*Your assignment:* Only the text of the entries below should appear in your exact transcription; leave out every picture.
_____
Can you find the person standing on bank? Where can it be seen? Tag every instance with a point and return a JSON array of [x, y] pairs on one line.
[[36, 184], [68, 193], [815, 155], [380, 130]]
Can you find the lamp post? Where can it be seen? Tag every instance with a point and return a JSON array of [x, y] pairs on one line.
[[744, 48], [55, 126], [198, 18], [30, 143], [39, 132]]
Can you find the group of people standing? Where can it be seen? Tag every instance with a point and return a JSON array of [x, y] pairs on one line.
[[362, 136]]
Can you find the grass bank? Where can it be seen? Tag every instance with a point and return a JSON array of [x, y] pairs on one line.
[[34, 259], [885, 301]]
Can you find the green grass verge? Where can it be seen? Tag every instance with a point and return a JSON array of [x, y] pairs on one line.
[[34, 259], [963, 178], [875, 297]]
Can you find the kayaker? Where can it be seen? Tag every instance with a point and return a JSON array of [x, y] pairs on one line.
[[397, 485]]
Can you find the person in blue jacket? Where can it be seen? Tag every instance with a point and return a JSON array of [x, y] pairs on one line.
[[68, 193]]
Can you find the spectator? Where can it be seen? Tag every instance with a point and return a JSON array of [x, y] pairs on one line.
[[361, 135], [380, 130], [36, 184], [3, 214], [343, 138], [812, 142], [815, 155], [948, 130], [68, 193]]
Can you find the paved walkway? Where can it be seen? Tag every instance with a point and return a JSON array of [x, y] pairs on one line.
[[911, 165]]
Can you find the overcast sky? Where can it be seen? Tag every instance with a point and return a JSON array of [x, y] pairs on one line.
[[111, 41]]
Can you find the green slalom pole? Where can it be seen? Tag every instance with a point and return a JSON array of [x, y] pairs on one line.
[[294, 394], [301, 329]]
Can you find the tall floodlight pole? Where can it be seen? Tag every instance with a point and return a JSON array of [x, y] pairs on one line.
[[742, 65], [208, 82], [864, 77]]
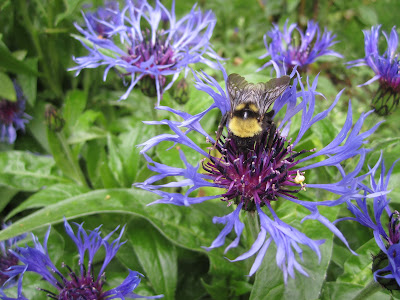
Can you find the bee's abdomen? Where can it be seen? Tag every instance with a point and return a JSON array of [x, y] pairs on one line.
[[245, 128]]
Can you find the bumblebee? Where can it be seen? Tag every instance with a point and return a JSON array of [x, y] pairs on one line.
[[248, 118]]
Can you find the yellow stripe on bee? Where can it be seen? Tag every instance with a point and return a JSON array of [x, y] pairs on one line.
[[244, 128], [240, 106], [253, 108]]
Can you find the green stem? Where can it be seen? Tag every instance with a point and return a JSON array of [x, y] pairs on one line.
[[154, 113], [369, 290], [253, 227]]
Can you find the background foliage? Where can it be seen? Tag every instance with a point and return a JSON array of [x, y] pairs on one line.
[[85, 171]]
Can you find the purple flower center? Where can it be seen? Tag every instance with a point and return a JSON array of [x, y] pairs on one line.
[[8, 111], [149, 55], [6, 261], [394, 226], [256, 176], [79, 287]]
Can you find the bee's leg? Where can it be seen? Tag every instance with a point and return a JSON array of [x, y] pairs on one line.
[[271, 135], [221, 128]]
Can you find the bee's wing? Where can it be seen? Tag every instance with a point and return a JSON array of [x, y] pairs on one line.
[[271, 91], [236, 86]]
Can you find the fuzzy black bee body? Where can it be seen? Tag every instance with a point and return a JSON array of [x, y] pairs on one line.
[[248, 118]]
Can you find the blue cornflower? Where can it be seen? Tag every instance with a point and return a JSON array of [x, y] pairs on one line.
[[12, 116], [385, 66], [386, 265], [104, 19], [287, 51], [7, 259], [83, 285], [271, 171], [148, 44]]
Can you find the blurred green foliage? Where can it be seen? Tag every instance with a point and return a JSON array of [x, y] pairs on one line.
[[85, 170]]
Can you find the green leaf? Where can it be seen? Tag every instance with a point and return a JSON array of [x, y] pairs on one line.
[[269, 282], [28, 82], [358, 268], [49, 196], [12, 64], [115, 162], [189, 227], [157, 256], [7, 90], [26, 171], [37, 126], [367, 15], [6, 195], [63, 156], [75, 103], [72, 6], [335, 290]]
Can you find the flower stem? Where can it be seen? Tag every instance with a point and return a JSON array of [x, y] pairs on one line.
_____
*Exercise response:*
Can you find the person standing on bank? Where can it be seen? Tag every instance with a point and return a JSON array of [x, y] pairs on one line.
[[36, 184], [68, 193], [815, 155], [380, 130]]
Can you find the lamp post? Where can it be seen? Tag every instance with a point and return a JSON array of [x, y] pairs on one line.
[[744, 48], [55, 126], [198, 18], [30, 143], [39, 132]]
Can you find the group of people standing? Where can it be seen? Tag every instance with a point and return a JSON array of [x, y] pairs on one line.
[[362, 136]]
Can you find the grass bank? Where can it be seen? Tag every instance with a point and return a JSON array of [x, y] pairs on one line.
[[34, 259], [885, 301]]
Can you find the green grass verge? Where can it be seen? Tag every instance with a point and return a JSON array of [x, y] pairs on one line.
[[34, 259], [963, 178], [875, 297]]
Can you find the kayaker? Where can it be seen? Tag every instance with a point and return a JSON array of [x, y] pairs on one line.
[[397, 485]]
Can you find the person in blue jacket? Where can it be seen? Tag every instance with a point and return a JSON array of [x, y] pairs on one line.
[[68, 193]]
Can you find the spectator? Where can it be seen? Tag every instance with a point and return a JSON array of [x, y] pairs on one line.
[[361, 135], [380, 130], [36, 184], [3, 214], [343, 138], [812, 142], [815, 155], [948, 130], [68, 193]]
Can you find the paved walkway? Where can it be seen? Tag every instance with a point and return a JSON array of [x, y] pairs on one line.
[[911, 165]]
Can you find the overcast sky? Where can it be seen? Tag every instance with a point and return a JSON array of [x, y] pairs on one line.
[[111, 41]]
Can you find the green slalom pole? Where can it be seen? Tag every instance with a point and return a JSON array of [x, y] pairs on one line.
[[294, 394], [301, 329]]
Can you find the tall floodlight pole? Where can it be seen? Tag every instance with a point and return a JSON array of [x, y] pairs on one line.
[[742, 65], [208, 82], [864, 77]]
Can you find the bee's abdomen? Where can it be seen? Tag every instance with a point and return a JSON array of [x, y] pairs on one line.
[[245, 128]]
Can you find the bumblebee? Where can it be seen? Tag every instance with a point and return a JSON array of [x, y] pairs on one line.
[[248, 118]]
Can you find the yellow stripe on bee? Where can it be seen? Tag every instance with a point and return a JSON array of [x, y] pairs on one line.
[[244, 128], [240, 106], [253, 108]]
Can you find the green stem? Where can it be seen? Tag every instance with a point and return a JSON array of [x, y] pairs on one line.
[[154, 113], [369, 290], [253, 227]]
Can you find the background foliage? Where can it be seen? Tag every instance with a point and return a JSON array of [x, y] pairs on one line.
[[85, 171]]
Can you find the purple flower center? Where can it be seen? Tag every instance with a point and return a JSON array of [x, y] pairs on one line.
[[8, 111], [149, 55], [6, 261], [394, 226], [256, 176], [79, 287]]
Can you find the bee's leg? Where can it be seen? Tag every instance with a point and return a JSON array of [x, y] pairs on one line.
[[271, 135], [221, 128]]
Can you find the bee's wing? Where can it be seen? Tag every instance with a point and return a JSON array of [x, y] pairs on one line.
[[271, 91], [236, 86]]
Can you find the fuzzy black bee body? Where can it be seen? Tag every instance with a point and return a JSON array of [x, y] pairs on one line.
[[248, 118]]
Can you find the blue cornflower? Where can it be seen? Tag every instance with a point and return a JSON array of [x, y] pairs on one line.
[[12, 116], [385, 66], [386, 265], [104, 19], [287, 51], [7, 259], [83, 285], [271, 171], [148, 44]]
Can you find the blurred green foliage? Where can it be seen? Tag every instance with a point and return a JSON array of [x, y] pairs on one line.
[[85, 170]]
Can you find the green leaf? Where can it be seen? Tag every instance with a point and return a JSON array of [x, y] pairs on one line.
[[269, 282], [28, 82], [358, 268], [49, 196], [12, 64], [115, 162], [189, 227], [157, 256], [7, 90], [26, 171], [37, 126], [367, 15], [6, 195], [63, 156], [75, 103], [72, 6], [335, 290]]
Can you find the flower stem? Where can it be seen? Tag every instance with a point and return a JSON array of [x, y] pairs on one line.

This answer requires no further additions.